EXERCISE PROMPT: Report how many lines in the records below contain the string "segment". Give only the number.

--*--

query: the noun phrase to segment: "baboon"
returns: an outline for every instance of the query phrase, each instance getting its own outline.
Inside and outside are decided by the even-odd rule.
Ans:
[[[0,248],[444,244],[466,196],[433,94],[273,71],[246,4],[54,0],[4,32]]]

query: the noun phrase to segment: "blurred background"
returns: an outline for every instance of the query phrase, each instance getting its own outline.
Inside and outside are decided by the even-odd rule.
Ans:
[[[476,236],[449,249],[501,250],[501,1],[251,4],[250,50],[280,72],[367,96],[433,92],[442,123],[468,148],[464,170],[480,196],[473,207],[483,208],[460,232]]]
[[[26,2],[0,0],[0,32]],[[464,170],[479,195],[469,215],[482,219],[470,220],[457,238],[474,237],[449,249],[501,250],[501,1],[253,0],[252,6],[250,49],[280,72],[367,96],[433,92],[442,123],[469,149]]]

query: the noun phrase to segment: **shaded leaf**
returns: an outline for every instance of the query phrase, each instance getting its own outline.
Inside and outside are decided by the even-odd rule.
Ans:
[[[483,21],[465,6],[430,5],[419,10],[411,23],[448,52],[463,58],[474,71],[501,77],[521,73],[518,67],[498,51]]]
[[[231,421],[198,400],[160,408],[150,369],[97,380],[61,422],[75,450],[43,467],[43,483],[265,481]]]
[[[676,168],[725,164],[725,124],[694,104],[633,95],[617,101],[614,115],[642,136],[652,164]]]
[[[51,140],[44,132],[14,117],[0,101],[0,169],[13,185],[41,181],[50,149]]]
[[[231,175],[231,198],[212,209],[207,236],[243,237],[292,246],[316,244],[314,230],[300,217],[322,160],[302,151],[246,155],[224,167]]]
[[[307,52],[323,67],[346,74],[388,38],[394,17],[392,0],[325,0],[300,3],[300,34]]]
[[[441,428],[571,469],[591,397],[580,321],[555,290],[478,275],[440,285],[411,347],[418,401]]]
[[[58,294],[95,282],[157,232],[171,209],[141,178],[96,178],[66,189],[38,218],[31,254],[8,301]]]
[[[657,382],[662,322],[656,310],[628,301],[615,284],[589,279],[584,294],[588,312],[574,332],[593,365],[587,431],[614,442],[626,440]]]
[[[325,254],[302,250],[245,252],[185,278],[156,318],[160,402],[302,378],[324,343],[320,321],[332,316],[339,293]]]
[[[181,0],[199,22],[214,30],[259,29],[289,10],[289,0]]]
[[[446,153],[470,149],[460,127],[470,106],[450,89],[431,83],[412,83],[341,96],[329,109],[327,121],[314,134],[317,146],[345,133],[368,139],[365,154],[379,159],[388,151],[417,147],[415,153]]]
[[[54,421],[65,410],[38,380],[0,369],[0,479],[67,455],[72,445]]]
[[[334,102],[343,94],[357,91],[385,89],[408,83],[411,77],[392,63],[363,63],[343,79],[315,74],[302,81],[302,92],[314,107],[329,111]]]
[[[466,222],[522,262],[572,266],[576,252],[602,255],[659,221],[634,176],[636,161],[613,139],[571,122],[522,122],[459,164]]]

--*--

ANSWER TO THIS EXERCISE: 3